## Data provided
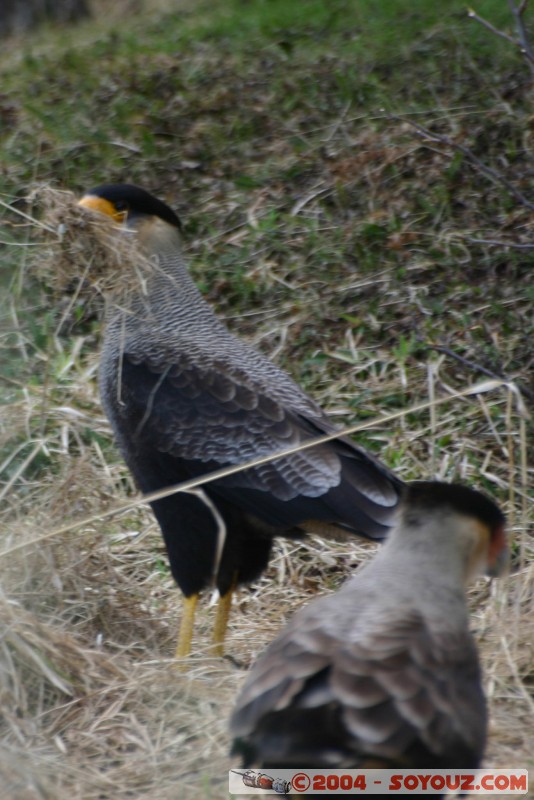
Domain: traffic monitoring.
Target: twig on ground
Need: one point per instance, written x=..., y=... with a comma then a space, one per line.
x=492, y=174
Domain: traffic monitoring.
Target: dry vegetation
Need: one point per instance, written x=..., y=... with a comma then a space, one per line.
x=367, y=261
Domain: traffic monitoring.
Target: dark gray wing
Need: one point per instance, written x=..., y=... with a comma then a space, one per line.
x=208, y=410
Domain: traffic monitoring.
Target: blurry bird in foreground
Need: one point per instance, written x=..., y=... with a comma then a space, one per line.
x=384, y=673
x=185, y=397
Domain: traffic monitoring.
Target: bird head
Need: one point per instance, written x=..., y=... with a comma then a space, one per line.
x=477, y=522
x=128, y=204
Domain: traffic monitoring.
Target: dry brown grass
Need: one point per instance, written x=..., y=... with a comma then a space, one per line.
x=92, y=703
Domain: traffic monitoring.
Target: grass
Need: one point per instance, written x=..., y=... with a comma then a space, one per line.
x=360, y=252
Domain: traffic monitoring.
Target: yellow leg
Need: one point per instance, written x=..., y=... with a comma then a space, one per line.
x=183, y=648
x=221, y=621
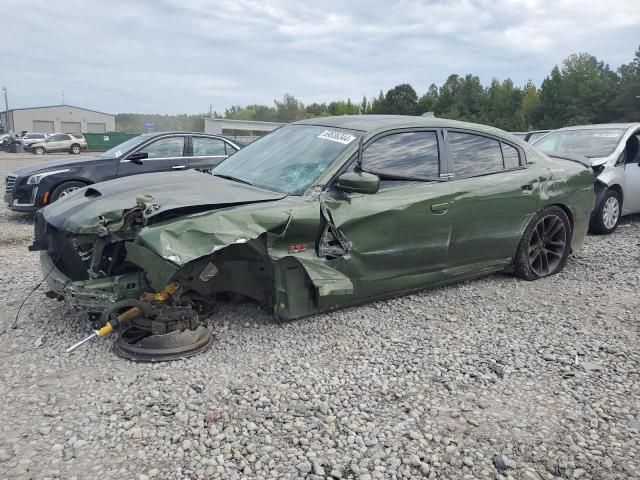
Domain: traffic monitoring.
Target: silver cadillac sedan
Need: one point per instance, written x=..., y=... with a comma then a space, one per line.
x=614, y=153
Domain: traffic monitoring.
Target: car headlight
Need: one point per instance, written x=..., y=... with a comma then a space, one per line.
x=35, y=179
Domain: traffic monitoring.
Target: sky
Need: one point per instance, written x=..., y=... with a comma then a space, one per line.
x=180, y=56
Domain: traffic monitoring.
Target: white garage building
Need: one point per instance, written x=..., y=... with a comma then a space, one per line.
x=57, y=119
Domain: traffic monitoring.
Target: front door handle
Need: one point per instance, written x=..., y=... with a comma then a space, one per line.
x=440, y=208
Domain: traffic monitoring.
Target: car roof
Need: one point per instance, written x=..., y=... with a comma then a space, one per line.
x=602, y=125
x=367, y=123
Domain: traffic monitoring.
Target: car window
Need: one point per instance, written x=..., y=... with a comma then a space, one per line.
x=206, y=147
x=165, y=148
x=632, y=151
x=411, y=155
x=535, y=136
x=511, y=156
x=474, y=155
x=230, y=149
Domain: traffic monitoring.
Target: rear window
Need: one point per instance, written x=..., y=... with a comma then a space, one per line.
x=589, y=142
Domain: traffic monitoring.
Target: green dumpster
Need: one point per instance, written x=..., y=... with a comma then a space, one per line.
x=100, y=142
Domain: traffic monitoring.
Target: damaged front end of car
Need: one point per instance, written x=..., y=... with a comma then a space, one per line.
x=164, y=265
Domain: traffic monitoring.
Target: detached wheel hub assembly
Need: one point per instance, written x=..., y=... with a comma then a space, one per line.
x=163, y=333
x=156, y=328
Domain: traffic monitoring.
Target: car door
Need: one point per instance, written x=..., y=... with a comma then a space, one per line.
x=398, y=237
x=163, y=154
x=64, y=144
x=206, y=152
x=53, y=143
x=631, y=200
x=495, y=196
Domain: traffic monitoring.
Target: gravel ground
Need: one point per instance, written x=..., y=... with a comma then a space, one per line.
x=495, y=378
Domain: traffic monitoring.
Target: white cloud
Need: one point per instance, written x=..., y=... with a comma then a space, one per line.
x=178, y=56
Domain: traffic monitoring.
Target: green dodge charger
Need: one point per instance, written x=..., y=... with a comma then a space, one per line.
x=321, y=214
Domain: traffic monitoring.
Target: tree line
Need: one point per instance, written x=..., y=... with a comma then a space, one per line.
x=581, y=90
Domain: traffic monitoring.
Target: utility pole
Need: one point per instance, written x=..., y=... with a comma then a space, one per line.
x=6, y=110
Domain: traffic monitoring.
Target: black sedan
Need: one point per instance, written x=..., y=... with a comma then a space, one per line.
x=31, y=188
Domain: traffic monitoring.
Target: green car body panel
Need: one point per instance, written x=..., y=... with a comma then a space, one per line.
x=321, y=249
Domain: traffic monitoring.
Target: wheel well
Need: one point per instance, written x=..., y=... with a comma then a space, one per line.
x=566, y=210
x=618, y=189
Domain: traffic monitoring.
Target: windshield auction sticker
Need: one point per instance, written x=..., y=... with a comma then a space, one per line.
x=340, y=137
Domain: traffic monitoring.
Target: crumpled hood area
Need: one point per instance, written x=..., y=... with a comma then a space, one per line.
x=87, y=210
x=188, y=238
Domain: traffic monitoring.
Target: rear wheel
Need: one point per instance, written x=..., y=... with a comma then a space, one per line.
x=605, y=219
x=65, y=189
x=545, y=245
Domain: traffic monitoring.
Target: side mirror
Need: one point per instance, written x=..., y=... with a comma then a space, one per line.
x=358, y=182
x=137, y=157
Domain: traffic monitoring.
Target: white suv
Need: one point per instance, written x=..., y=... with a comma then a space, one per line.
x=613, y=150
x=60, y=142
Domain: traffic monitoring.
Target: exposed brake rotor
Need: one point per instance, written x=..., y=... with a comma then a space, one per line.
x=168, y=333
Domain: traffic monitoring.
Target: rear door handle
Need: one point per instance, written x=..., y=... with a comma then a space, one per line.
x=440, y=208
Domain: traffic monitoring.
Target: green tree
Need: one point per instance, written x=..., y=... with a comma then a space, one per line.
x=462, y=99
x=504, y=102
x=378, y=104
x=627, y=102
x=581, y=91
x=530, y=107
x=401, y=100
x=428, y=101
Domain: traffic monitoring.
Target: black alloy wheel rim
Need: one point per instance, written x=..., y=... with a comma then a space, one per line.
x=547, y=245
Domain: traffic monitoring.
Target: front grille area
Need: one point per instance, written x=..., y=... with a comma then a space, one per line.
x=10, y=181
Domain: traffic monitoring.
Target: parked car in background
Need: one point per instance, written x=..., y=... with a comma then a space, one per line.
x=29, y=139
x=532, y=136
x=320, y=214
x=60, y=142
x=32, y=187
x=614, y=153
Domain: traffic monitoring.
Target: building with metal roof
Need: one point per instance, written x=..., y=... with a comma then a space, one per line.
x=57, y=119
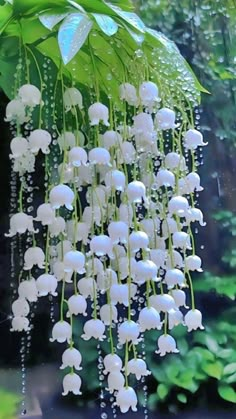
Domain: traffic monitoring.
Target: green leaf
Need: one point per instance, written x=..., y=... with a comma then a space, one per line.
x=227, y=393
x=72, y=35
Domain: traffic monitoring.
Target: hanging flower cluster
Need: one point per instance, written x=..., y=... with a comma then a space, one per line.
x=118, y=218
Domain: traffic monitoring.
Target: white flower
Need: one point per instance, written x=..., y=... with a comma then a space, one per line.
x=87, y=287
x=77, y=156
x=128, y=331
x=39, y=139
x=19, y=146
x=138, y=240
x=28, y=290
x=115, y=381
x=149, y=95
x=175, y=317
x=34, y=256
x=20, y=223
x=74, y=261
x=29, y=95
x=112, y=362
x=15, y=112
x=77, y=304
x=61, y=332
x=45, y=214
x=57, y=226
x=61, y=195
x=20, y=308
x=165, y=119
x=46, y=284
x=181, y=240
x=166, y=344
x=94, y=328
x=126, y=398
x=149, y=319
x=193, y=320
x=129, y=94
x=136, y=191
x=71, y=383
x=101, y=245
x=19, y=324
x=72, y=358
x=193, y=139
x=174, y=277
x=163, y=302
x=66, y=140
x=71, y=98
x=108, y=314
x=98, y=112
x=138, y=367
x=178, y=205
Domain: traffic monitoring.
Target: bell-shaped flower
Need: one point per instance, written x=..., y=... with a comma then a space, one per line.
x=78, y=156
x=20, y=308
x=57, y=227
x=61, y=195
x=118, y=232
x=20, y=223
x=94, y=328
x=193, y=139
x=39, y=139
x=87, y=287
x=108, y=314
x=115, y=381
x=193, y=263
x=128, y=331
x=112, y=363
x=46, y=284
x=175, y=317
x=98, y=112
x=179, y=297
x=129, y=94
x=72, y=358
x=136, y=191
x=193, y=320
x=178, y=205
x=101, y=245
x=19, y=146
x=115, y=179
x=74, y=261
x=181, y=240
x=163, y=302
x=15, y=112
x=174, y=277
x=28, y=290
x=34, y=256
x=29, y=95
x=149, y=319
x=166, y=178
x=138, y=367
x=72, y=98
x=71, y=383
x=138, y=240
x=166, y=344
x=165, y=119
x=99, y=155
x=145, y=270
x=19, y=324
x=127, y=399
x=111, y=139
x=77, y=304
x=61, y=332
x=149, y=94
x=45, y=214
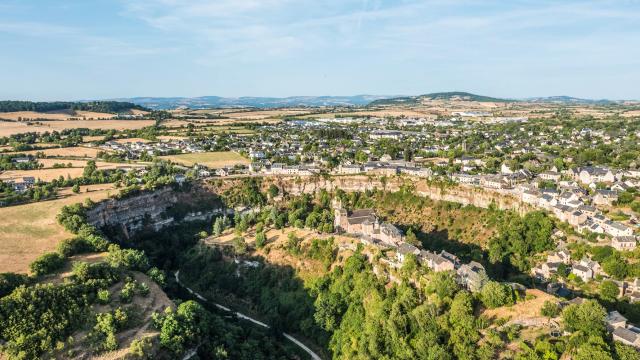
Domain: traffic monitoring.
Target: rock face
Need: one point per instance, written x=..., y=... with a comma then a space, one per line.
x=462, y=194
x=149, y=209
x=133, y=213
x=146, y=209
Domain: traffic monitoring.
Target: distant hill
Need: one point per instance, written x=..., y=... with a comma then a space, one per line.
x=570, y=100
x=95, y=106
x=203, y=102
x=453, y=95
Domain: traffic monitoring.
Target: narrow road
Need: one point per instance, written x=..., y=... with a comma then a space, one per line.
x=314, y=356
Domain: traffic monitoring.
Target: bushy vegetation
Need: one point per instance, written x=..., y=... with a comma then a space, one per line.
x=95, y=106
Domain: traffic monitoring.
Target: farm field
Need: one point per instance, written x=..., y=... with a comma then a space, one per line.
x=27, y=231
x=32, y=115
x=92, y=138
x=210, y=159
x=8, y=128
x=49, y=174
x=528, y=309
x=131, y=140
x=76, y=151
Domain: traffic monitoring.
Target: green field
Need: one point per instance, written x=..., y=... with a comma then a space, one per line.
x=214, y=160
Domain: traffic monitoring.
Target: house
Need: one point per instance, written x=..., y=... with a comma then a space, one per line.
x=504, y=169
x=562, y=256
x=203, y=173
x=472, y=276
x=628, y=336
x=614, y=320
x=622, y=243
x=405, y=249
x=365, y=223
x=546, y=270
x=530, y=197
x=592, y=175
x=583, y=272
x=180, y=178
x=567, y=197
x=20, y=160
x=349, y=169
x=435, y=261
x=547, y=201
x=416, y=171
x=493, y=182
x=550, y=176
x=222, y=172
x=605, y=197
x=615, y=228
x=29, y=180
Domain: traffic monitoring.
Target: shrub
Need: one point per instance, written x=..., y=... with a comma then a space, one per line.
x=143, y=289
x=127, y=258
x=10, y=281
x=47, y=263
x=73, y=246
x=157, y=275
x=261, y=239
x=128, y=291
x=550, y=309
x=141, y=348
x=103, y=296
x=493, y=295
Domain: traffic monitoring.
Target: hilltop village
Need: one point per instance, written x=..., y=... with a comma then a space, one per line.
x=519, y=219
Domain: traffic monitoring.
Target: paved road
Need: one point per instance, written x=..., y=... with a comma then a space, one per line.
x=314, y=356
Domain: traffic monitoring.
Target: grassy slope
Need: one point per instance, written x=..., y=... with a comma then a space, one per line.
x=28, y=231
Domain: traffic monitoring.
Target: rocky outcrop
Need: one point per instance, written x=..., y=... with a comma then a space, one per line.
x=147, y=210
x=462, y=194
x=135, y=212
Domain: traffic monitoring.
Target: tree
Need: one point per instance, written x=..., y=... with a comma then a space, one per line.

## What the task asks
Reproduce the lines above, from the very beginning through the line containing "x=221, y=621", both included, and omit the pictures.

## Result for this exercise
Domain: traffic monitoring.
Target: twig on ground
Need: one point per instance, written x=..., y=... with a comma then a space, one per line.
x=492, y=174
Domain: traffic monitoring.
Target: dry vegetation
Need: one point per instance, written x=..., y=... with a comma then a space, one per line.
x=367, y=261
Domain: traffic monitoring.
Target: dark gray wing
Need: one point per instance, written x=..., y=... with a comma then a space, one per line.
x=208, y=410
Domain: traffic monitoring.
Target: blurry bird in foreground
Need: one point per instance, written x=..., y=... with a comma then a space, one per line.
x=384, y=673
x=185, y=397
Domain: traffic monitoring.
Target: bird head
Need: one point per instance, written x=..., y=... with a comma then a space, one per line.
x=477, y=522
x=128, y=204
Domain: traffic monitoring.
Target: dry brown grass
Need: one point per instance, written x=..., y=... with a comma then a space, one per line.
x=92, y=703
Domain: traffic monitoring.
Target: grass
Need: one point per instance, written x=..., y=... with a comma then a space, one per line.
x=360, y=252
Domain: traffic monitoring.
Target: yellow leg
Need: one point per instance, written x=..., y=... with a comma then a space, one per line.
x=183, y=648
x=221, y=621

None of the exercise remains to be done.